▶ OBJETIVO DA TAREFA
Reproduza palavra por palavra o texto sobre micropolíticas, do início ao fim.

▶ TEXTO DE ORIGEM

Esses assumem, de forma efetiva, o papel antes exercido somente pelos
partidos políticos, e até mesmo pelo Estado, que não mais podem ser
entendidos como representações absolutas e sim como escreve Siqueira
(2003,p.174) "constituintes de uma formação social hiperplural, na qual os
novos movimentos têm um papel decisivo e independente".
Na verdade, as micropolíticas oferecem o espaço buscado pelo indivíduo que
planeja participar do processo político expressando suas opiniões,
reivindicando direitos e soluções aos problemas. A busca por esse espaço
longe dos locais tradicionais da política, em direção inversa ao que
oferecem o Estado e os partidos políticos confirma a crise atravessada
pelos mesmos e uma verdadeira transformação nos locais da política.
Através das micropolíticas, possibilita-se aos grupos, agentes, indivíduos
e movimentos antes afastados do processo político uma participação efetiva
no arranjo da sociedade, na verificação e indicação das prioridades
sociais. Na verdade, as micropolíticas se orientam na direção de uma
sistematização da sociedade.
Isso porque oportunizam a formação e expansão de novos grupos políticos
independentes de reconhecimento dos modelos políticos tradicionais ou
bipolares e, no momento que as decisões são tomadas dentro de cada grupo
específico e aplicadas tanto de forma local quanto global, acabam por
resgatar a participação política dos indivíduos antes excluídos deste
processo.

▶ ITENS FORNECIDOS
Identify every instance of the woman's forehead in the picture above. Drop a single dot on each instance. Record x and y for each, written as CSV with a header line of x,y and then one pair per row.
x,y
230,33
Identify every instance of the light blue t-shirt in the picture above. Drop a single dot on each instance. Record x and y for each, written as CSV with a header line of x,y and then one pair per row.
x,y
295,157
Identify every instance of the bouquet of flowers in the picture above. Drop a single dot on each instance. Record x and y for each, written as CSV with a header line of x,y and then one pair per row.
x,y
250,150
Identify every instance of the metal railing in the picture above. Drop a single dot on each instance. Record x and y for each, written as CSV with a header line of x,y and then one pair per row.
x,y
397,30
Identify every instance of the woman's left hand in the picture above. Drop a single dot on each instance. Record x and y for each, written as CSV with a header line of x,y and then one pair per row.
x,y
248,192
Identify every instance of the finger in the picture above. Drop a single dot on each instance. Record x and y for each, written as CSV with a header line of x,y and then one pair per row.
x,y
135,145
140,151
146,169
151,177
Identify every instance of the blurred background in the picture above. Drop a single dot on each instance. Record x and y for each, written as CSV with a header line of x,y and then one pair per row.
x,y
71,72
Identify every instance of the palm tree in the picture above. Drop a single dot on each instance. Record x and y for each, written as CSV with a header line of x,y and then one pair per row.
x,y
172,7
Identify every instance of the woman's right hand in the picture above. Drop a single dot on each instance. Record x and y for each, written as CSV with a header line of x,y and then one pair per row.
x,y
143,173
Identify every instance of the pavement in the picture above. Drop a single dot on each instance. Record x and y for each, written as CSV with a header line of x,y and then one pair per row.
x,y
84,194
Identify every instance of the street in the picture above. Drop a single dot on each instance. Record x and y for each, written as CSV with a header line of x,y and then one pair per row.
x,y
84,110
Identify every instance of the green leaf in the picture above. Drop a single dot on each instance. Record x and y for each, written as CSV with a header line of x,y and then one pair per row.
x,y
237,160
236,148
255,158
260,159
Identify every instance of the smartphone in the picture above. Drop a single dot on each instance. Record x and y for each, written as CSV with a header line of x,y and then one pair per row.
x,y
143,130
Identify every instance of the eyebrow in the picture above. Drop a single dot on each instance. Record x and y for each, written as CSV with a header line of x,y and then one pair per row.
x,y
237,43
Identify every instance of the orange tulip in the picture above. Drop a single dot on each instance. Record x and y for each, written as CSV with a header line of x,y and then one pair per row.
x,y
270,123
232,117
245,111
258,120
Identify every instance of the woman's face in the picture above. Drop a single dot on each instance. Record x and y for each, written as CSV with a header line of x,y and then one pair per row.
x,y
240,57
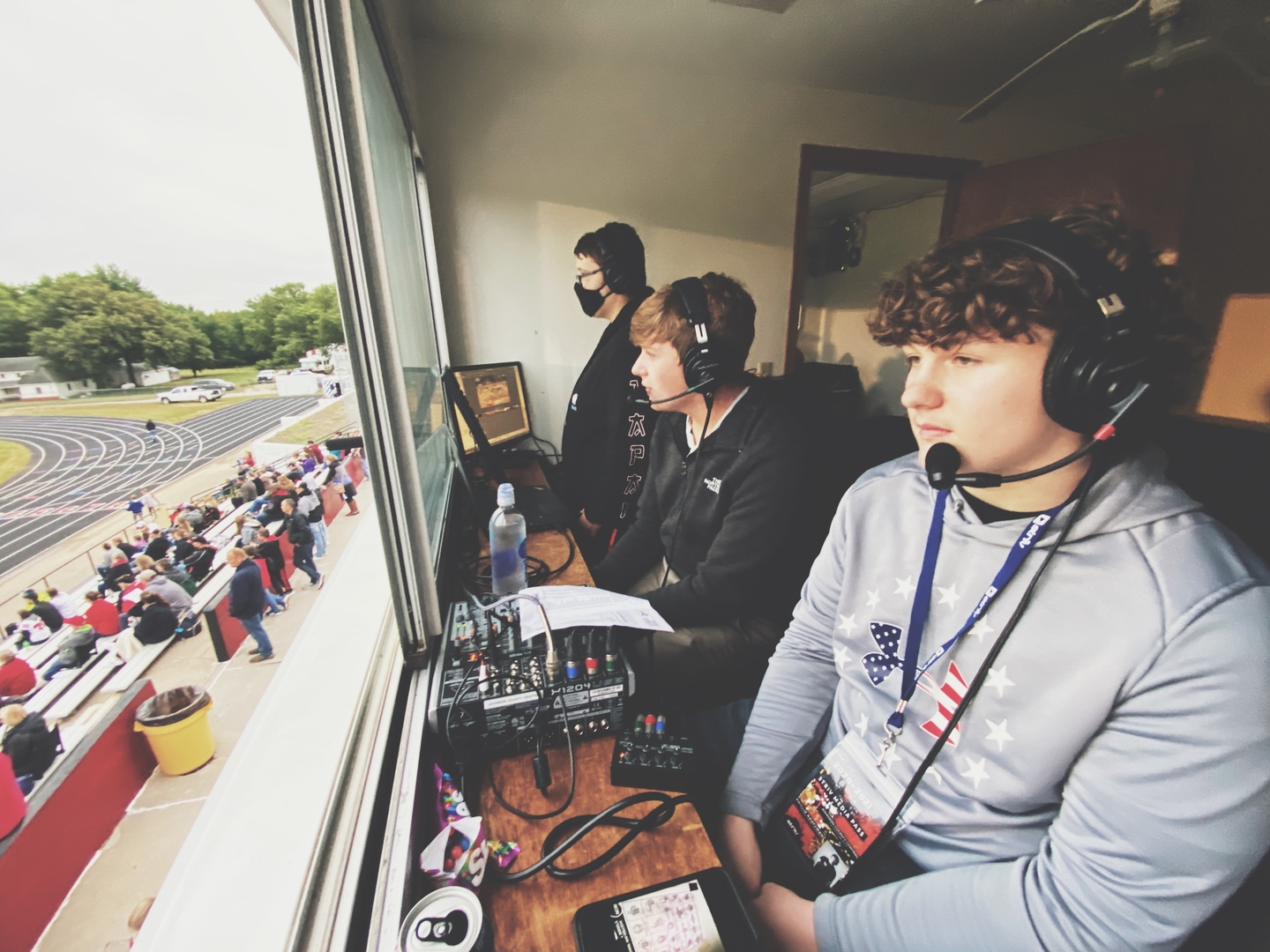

▶ SOLUÇÃO DO PROBLEMA
Esses assumem, de forma efetiva, o papel antes exercido somente pelos
partidos políticos, e até mesmo pelo Estado, que não mais podem ser
entendidos como representações absolutas e sim como escreve Siqueira
(2003,p.174) "constituintes de uma formação social hiperplural, na qual os
novos movimentos têm um papel decisivo e independente".
Na verdade, as micropolíticas oferecem o espaço buscado pelo indivíduo que
planeja participar do processo político expressando suas opiniões,
reivindicando direitos e soluções aos problemas. A busca por esse espaço
longe dos locais tradicionais da política, em direção inversa ao que
oferecem o Estado e os partidos políticos confirma a crise atravessada
pelos mesmos e uma verdadeira transformação nos locais da política.
Através das micropolíticas, possibilita-se aos grupos, agentes, indivíduos
e movimentos antes afastados do processo político uma participação efetiva
no arranjo da sociedade, na verificação e indicação das prioridades
sociais. Na verdade, as micropolíticas se orientam na direção de uma
sistematização da sociedade.
Isso porque oportunizam a formação e expansão de novos grupos políticos
independentes de reconhecimento dos modelos políticos tradicionais ou
bipolares e, no momento que as decisões são tomadas dentro de cada grupo
específico e aplicadas tanto de forma local quanto global, acabam por
resgatar a participação política dos indivíduos antes excluídos deste
processo.